▸ Exercise description
Every record should be copied exactly, except that pictures are to be omitted.

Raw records
↓↓↓

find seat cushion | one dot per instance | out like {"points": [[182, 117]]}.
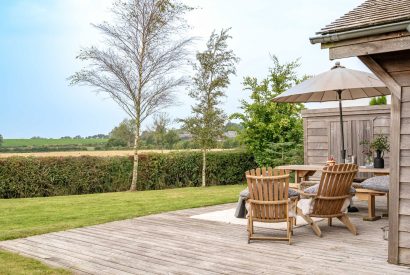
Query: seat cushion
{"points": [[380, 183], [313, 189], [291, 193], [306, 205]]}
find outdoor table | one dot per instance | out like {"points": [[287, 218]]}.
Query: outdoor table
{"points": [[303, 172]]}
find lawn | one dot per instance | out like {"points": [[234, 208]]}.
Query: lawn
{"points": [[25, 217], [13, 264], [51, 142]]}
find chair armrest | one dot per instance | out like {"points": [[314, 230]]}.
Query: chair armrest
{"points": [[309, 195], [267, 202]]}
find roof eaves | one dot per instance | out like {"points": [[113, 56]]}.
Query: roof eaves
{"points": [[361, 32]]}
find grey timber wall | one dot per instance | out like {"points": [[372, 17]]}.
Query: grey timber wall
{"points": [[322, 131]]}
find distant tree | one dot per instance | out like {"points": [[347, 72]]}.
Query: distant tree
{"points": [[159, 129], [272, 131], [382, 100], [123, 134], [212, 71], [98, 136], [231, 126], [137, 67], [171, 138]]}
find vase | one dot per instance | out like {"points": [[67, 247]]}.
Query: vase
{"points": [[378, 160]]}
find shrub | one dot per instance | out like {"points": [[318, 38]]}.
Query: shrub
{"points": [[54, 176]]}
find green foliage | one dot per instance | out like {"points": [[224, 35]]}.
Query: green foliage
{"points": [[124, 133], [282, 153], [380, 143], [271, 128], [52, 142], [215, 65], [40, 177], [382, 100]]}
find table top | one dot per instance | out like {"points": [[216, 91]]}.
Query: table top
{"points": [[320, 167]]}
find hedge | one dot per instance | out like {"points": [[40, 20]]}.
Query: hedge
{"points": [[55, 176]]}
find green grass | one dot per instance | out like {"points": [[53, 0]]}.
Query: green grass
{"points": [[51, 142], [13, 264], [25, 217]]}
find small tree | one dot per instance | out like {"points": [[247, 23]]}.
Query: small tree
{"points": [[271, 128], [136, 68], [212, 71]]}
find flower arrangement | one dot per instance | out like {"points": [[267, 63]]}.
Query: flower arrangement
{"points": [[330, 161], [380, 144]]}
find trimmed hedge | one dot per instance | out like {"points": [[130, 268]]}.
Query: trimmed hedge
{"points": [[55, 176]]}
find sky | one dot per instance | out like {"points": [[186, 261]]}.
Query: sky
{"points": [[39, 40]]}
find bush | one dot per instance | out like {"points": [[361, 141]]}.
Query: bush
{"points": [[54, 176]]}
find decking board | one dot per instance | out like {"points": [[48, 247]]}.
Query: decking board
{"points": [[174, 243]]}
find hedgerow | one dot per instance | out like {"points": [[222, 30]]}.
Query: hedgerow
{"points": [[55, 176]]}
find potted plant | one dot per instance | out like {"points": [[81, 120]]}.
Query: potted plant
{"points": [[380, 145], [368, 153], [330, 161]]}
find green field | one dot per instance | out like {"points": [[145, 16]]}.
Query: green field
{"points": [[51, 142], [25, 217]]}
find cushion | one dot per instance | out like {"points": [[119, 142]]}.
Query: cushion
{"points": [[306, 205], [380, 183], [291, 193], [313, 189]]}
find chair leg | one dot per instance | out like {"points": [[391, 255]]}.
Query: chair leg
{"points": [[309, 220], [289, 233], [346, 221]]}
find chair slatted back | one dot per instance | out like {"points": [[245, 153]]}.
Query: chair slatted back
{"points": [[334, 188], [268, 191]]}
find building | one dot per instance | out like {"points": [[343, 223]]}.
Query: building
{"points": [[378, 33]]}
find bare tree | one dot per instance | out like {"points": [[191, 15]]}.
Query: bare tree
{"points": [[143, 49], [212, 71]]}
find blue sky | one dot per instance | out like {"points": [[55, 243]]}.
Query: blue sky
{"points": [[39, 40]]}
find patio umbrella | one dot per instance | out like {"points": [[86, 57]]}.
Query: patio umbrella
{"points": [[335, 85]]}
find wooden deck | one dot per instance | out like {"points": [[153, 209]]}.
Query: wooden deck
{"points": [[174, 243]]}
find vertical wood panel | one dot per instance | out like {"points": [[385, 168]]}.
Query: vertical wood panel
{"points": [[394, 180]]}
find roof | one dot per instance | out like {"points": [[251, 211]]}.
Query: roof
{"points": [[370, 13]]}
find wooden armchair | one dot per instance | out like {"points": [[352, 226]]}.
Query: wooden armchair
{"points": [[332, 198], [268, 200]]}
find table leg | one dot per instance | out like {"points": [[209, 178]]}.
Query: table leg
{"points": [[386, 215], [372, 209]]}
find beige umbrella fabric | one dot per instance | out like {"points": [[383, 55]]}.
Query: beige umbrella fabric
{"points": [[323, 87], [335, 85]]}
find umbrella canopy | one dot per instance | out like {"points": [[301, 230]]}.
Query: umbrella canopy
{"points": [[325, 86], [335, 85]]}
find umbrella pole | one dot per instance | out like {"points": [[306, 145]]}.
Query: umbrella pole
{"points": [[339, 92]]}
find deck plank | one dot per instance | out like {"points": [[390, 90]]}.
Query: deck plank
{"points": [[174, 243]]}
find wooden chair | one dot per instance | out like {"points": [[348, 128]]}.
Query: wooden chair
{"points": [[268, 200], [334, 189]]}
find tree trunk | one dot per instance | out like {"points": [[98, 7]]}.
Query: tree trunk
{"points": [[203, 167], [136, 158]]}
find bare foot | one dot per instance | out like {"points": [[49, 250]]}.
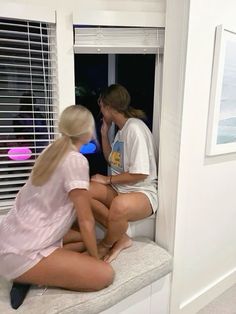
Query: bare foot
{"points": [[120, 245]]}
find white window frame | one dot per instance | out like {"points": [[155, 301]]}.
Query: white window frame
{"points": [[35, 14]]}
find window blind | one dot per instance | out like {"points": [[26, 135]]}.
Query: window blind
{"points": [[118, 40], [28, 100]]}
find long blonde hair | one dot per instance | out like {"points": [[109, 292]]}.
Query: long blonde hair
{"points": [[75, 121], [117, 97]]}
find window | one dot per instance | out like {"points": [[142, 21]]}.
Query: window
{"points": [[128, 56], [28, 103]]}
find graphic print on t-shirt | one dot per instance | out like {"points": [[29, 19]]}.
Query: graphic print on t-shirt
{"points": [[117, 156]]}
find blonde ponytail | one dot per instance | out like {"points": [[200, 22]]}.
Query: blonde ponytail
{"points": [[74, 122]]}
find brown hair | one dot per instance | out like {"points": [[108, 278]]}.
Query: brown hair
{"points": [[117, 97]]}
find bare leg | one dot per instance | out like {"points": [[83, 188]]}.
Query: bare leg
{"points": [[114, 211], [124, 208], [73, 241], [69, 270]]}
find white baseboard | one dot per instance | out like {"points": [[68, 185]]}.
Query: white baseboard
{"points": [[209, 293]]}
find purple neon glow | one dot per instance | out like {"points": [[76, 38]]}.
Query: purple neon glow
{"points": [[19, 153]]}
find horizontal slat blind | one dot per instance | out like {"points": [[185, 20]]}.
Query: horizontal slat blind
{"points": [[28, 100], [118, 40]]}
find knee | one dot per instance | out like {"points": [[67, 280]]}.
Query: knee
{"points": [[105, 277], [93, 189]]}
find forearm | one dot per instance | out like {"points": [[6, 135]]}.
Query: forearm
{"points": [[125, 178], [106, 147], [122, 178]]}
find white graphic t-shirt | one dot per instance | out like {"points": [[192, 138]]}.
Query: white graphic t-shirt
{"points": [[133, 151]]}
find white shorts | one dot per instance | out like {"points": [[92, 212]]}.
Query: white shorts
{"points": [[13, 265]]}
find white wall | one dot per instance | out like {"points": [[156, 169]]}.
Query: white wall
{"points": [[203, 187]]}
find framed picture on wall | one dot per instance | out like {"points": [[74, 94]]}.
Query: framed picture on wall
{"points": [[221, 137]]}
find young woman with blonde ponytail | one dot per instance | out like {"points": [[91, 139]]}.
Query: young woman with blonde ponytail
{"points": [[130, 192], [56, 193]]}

↑↑↑

▸ Solution to this task
find seat cushion | one dot per instance | out like {"points": [[182, 117]]}.
Query: seat cushion
{"points": [[380, 183], [313, 189], [291, 193], [306, 205]]}
find outdoor table | one dot per instance | out like {"points": [[287, 218]]}.
Query: outdoor table
{"points": [[303, 172]]}
find lawn | one dot per instance | out like {"points": [[234, 208]]}.
Query: lawn
{"points": [[25, 217], [13, 264], [51, 142]]}
find chair armrest | one dot per instance | out like {"points": [[314, 230]]}.
Query: chair armrest
{"points": [[309, 195], [267, 202]]}
find roof eaves | one dot per instance | out like {"points": [[113, 56]]}.
Query: roof eaves
{"points": [[361, 32]]}
find grey timber wall | one dot per instance | out like {"points": [[372, 17]]}.
Query: grey timber wall
{"points": [[322, 131]]}
find distant tree | one dot per instance | out like {"points": [[347, 72]]}.
Query: distant tree
{"points": [[159, 129], [272, 131], [382, 100], [123, 134], [212, 71], [98, 136], [231, 126], [137, 67], [171, 138]]}
find vase | one dot per instance | out like {"points": [[67, 247]]}.
Query: vase
{"points": [[378, 160]]}
find shrub | one dot per instance | out like {"points": [[318, 38]]}.
Query: shrub
{"points": [[54, 176]]}
find green foliage | one dot per instance | out like {"points": [[224, 35]]}.
Query: green foliage
{"points": [[124, 133], [282, 153], [380, 143], [271, 128], [52, 142], [215, 65], [40, 177], [382, 100]]}
find table top | one dot per instance | out like {"points": [[216, 91]]}.
Query: table top
{"points": [[320, 167]]}
find hedge | one dot per instance | out like {"points": [[40, 20]]}.
Query: hedge
{"points": [[55, 176]]}
find green grass | one dot per instance | out like {"points": [[53, 0]]}.
Query: green grass
{"points": [[51, 142], [13, 264], [25, 217]]}
find small tree | one dot per instance | out like {"points": [[247, 23]]}.
Query: small tree
{"points": [[271, 128], [136, 68], [212, 71]]}
find flower arrangement | one dot per instance | out like {"points": [[267, 63]]}.
Query: flower arrangement
{"points": [[330, 161], [380, 144]]}
find trimmed hedge | one dot per instance | out like {"points": [[130, 268]]}.
Query: trimmed hedge
{"points": [[55, 176]]}
find sky | one dot per instance | out like {"points": [[186, 261]]}.
Query: sky
{"points": [[39, 40]]}
find bush | one dot per instance | out like {"points": [[361, 141]]}.
Query: bush
{"points": [[54, 176]]}
find decking board | one dot per instance | out like {"points": [[48, 247]]}.
Query: decking board
{"points": [[174, 243]]}
find hedgerow | one dot per instance | out like {"points": [[222, 30]]}.
Query: hedgerow
{"points": [[55, 176]]}
find potted plant | one dot per instance | out like {"points": [[81, 120]]}.
Query: potted plant
{"points": [[380, 145], [368, 153], [330, 161]]}
find green field | one dot per instance | out like {"points": [[145, 16]]}.
Query: green field
{"points": [[51, 142], [25, 217]]}
find cushion | one dot per instance | out like {"points": [[119, 142]]}.
Query: cushion
{"points": [[306, 205], [380, 183], [291, 193], [313, 189]]}
find chair leg | one dot per instance | out like {"points": [[391, 255]]}.
Query: chair leg
{"points": [[309, 220], [289, 233], [346, 221]]}
find chair slatted back | one dot per instance | out like {"points": [[245, 153]]}.
Query: chair slatted back
{"points": [[334, 188], [268, 191]]}
find building | one dot per instance | out like {"points": [[343, 223]]}.
Query: building
{"points": [[378, 33]]}
find bare tree | one dot per instance | out like {"points": [[191, 15]]}.
Query: bare tree
{"points": [[143, 49], [212, 71]]}
find blue sky | one dot per instance | out like {"points": [[55, 243]]}.
Query: blue sky
{"points": [[39, 40]]}
find patio umbrella | one dot per instance | out like {"points": [[86, 57]]}.
Query: patio umbrella
{"points": [[335, 85]]}
find wooden deck | one dot per instance | out like {"points": [[153, 209]]}.
Query: wooden deck
{"points": [[174, 243]]}
find vertical wood panel | one dot per instance | out like {"points": [[385, 168]]}.
Query: vertical wood panel
{"points": [[394, 180]]}
find roof | one dot per instance | out like {"points": [[251, 211]]}.
Query: roof
{"points": [[370, 13]]}
find wooden armchair | one dot per instance | out like {"points": [[352, 226]]}.
Query: wooden armchair
{"points": [[332, 198], [268, 200]]}
find table leg | one dot per instance | out like {"points": [[209, 178]]}.
Query: table leg
{"points": [[386, 215], [372, 209]]}
find beige umbrella fabric | one dot per instance | out like {"points": [[383, 55]]}.
Query: beige umbrella fabric
{"points": [[323, 87], [335, 85]]}
find umbrella canopy | one dot per instance | out like {"points": [[301, 230]]}.
Query: umbrella canopy
{"points": [[325, 86], [335, 85]]}
find umbrella pole | one dot per instance | out like {"points": [[306, 145]]}.
Query: umbrella pole
{"points": [[339, 92]]}
find deck plank | one dot per instance | out like {"points": [[390, 90]]}.
Query: deck plank
{"points": [[174, 243]]}
find wooden chair | one dot per instance | out like {"points": [[348, 128]]}.
Query: wooden chair
{"points": [[268, 200], [334, 189]]}
find tree trunk | one dot per instance | out like {"points": [[98, 7]]}.
Query: tree trunk
{"points": [[203, 167], [136, 158]]}
find bare foot | one dot per instance | out like {"points": [[49, 250]]}.
Query: bare foot
{"points": [[120, 245]]}
find white window frame | one dot per instance | out like {"points": [[155, 301]]}.
Query: white window frame
{"points": [[35, 14]]}
find window blind | one dot per instance | out like {"points": [[26, 135]]}.
Query: window blind
{"points": [[118, 40], [28, 100]]}
find long blonde hair | one dot per instance | out like {"points": [[109, 292]]}.
Query: long blonde hair
{"points": [[75, 121], [117, 97]]}
find window | one dot per instance | out like {"points": [[142, 21]]}.
Query: window
{"points": [[128, 56], [28, 103]]}
find graphic print on t-shirt | one dot per instance | out like {"points": [[29, 19]]}.
Query: graphic print on t-shirt
{"points": [[117, 156]]}
find blonde ponytail | one dot per instance | out like {"points": [[200, 22]]}.
Query: blonde ponytail
{"points": [[74, 122]]}
find brown hair | one dot per instance | out like {"points": [[108, 278]]}.
Query: brown hair
{"points": [[117, 97]]}
find bare leg | one dot per instance | out like {"points": [[83, 188]]}.
Query: bare leg
{"points": [[114, 211], [124, 208], [73, 241], [69, 270]]}
find white baseboard | one dot per instance | out like {"points": [[68, 185]]}.
Query: white baseboard
{"points": [[209, 293]]}
find purple neon glow | one dot per instance | out like {"points": [[76, 38]]}.
Query: purple neon glow
{"points": [[19, 153]]}
find horizontal slat blind | one dot per instance | out like {"points": [[185, 20]]}.
Query: horizontal slat blind
{"points": [[28, 100], [118, 40]]}
find knee | one dot per instance | out like {"points": [[67, 280]]}.
Query: knee
{"points": [[105, 277], [93, 189]]}
find forearm | one dot per instance | out like {"points": [[6, 135]]}.
Query: forearm
{"points": [[125, 178], [106, 147], [122, 178]]}
find white graphic t-shirt | one dot per instance | out like {"points": [[192, 138]]}.
Query: white graphic t-shirt
{"points": [[133, 151]]}
find white shorts | one dot per instance | out like {"points": [[92, 212]]}.
Query: white shorts
{"points": [[13, 265]]}
find white wall | one dot per instance | out like {"points": [[156, 169]]}.
Query: white wall
{"points": [[203, 187]]}
find framed picture on wall | one dot per instance | out like {"points": [[74, 94]]}.
Query: framed picture on wall
{"points": [[221, 137]]}
find young woman with blonde ponytail | one dot per instance | out like {"points": [[91, 139]]}.
Query: young woman with blonde ponytail
{"points": [[130, 192], [56, 193]]}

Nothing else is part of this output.